Items from a labeling collection
☆ ☆ ☆ ☆ ☆

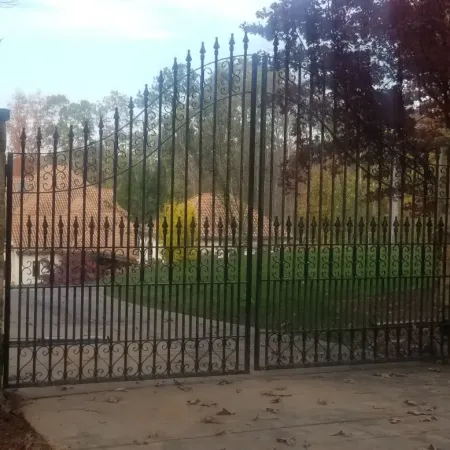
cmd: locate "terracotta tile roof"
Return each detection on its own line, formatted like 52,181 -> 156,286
11,171 -> 141,257
189,193 -> 270,237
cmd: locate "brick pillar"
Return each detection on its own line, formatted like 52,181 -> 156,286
0,109 -> 9,387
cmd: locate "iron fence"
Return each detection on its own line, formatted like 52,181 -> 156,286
1,36 -> 450,386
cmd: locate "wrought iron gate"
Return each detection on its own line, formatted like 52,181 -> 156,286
1,36 -> 449,386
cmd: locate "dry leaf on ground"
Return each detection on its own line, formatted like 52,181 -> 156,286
277,437 -> 295,447
201,416 -> 222,424
373,372 -> 391,378
266,408 -> 279,414
200,402 -> 217,408
408,409 -> 430,416
330,430 -> 353,437
261,391 -> 292,397
216,408 -> 236,416
177,384 -> 192,392
420,416 -> 437,422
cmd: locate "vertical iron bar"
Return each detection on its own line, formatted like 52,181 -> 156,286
252,54 -> 267,370
182,50 -> 191,373
139,85 -> 150,377
209,38 -> 220,371
124,98 -> 133,377
108,107 -> 120,378
266,35 -> 279,366
16,128 -> 25,382
0,153 -> 12,389
280,40 -> 293,356
31,127 -> 42,383
48,128 -> 59,382
94,117 -> 106,378
245,54 -> 259,372
222,34 -> 235,372
236,32 -> 248,368
195,42 -> 206,372
79,121 -> 91,380
152,71 -> 164,375
64,125 -> 75,380
167,58 -> 178,375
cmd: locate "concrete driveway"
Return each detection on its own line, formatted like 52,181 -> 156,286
15,364 -> 450,450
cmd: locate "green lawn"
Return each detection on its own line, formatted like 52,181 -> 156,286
108,244 -> 441,330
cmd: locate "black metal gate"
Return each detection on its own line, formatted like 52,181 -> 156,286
1,36 -> 449,386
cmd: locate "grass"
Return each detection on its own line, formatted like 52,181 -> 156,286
108,244 -> 439,330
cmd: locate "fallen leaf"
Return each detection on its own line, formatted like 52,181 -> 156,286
330,430 -> 353,437
420,416 -> 437,422
177,384 -> 192,392
261,391 -> 292,397
266,408 -> 279,414
424,406 -> 437,412
277,437 -> 295,447
389,372 -> 408,378
373,372 -> 391,378
216,408 -> 236,416
408,409 -> 430,416
200,402 -> 217,408
201,416 -> 222,424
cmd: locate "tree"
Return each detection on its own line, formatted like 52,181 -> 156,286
244,0 -> 449,209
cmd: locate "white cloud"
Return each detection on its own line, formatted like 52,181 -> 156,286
2,0 -> 262,39
8,0 -> 171,39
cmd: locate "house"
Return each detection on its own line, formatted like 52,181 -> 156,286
11,160 -> 151,285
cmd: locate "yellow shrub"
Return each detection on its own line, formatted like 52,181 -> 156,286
159,202 -> 198,262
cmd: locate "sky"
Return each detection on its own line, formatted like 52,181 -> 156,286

☆ ☆ ☆ ☆ ☆

Problem to solve - Retype all of the rows above with no changes, and leave the pictures out.

Finished answer -
cmd: locate "terracotta tile roof"
Return each detection on its own line, formatted like 52,181 -> 156,286
11,171 -> 141,257
189,193 -> 270,237
cmd: locate "brick pillar"
Return each detection on its own line, formatted like 52,181 -> 156,286
0,109 -> 9,387
cmd: locate "iron fence"
Return each detection on its own line, formatted like 52,181 -> 156,286
1,36 -> 450,386
cmd: locate "wrought iron gate"
Return each detection on its own line, formatted like 52,181 -> 156,286
1,36 -> 449,386
cmd: locate "dry leaf on ground"
Return each detection on its own line, formatted like 52,181 -> 156,286
277,437 -> 295,447
201,416 -> 222,424
373,372 -> 391,378
266,408 -> 279,414
200,402 -> 217,408
408,409 -> 430,416
330,430 -> 353,437
261,391 -> 292,397
216,408 -> 236,416
177,384 -> 192,392
420,416 -> 437,422
cmd: locate "vertical iron bar"
Return each detection on its own line, formatted like 52,181 -> 156,286
252,54 -> 267,370
182,50 -> 191,373
139,85 -> 150,377
209,38 -> 220,371
124,98 -> 133,377
108,107 -> 120,378
266,35 -> 279,366
16,128 -> 25,382
0,153 -> 12,389
280,40 -> 293,356
31,127 -> 42,383
48,128 -> 59,382
94,117 -> 106,378
245,54 -> 259,372
222,34 -> 235,372
236,32 -> 248,368
195,42 -> 206,372
79,121 -> 91,380
152,71 -> 164,375
64,125 -> 75,380
167,58 -> 178,375
cmd: locate "concrete driveway"
Return each detection on its own line, formatted like 52,181 -> 156,286
15,364 -> 450,450
cmd: locate "green lawn"
Return each detection on its own line, formatted like 52,181 -> 156,286
108,244 -> 441,330
cmd: locate "black metal gate"
Return each detection on its own line, formatted like 52,181 -> 156,286
1,36 -> 449,386
cmd: locate "grass"
Return each detection on its own line, formatted like 52,181 -> 156,286
108,244 -> 439,330
cmd: locate "fallen leaf"
Return each detection on its own line, formatted like 52,181 -> 156,286
330,430 -> 353,437
420,416 -> 437,422
177,384 -> 192,392
261,391 -> 292,397
266,408 -> 279,414
424,406 -> 437,412
277,437 -> 295,447
389,372 -> 408,378
373,372 -> 391,378
216,408 -> 236,416
408,409 -> 430,416
200,402 -> 217,408
201,416 -> 222,424
cmd: locate "tree"
Return each detection on its own line, formatted like 52,181 -> 156,286
244,0 -> 449,209
cmd: locate "white cloud"
Return each detection on its own line, formatted like 52,181 -> 156,286
2,0 -> 262,39
8,0 -> 171,39
cmd: locate "house"
Return each detection on its own line, formatted like 52,181 -> 156,286
11,160 -> 151,285
cmd: locate "yellow shrub"
Return each detection on its own line, formatted like 52,181 -> 156,286
159,202 -> 198,262
cmd: locate "sky"
Return each detection on its own line, formatted like 52,181 -> 156,286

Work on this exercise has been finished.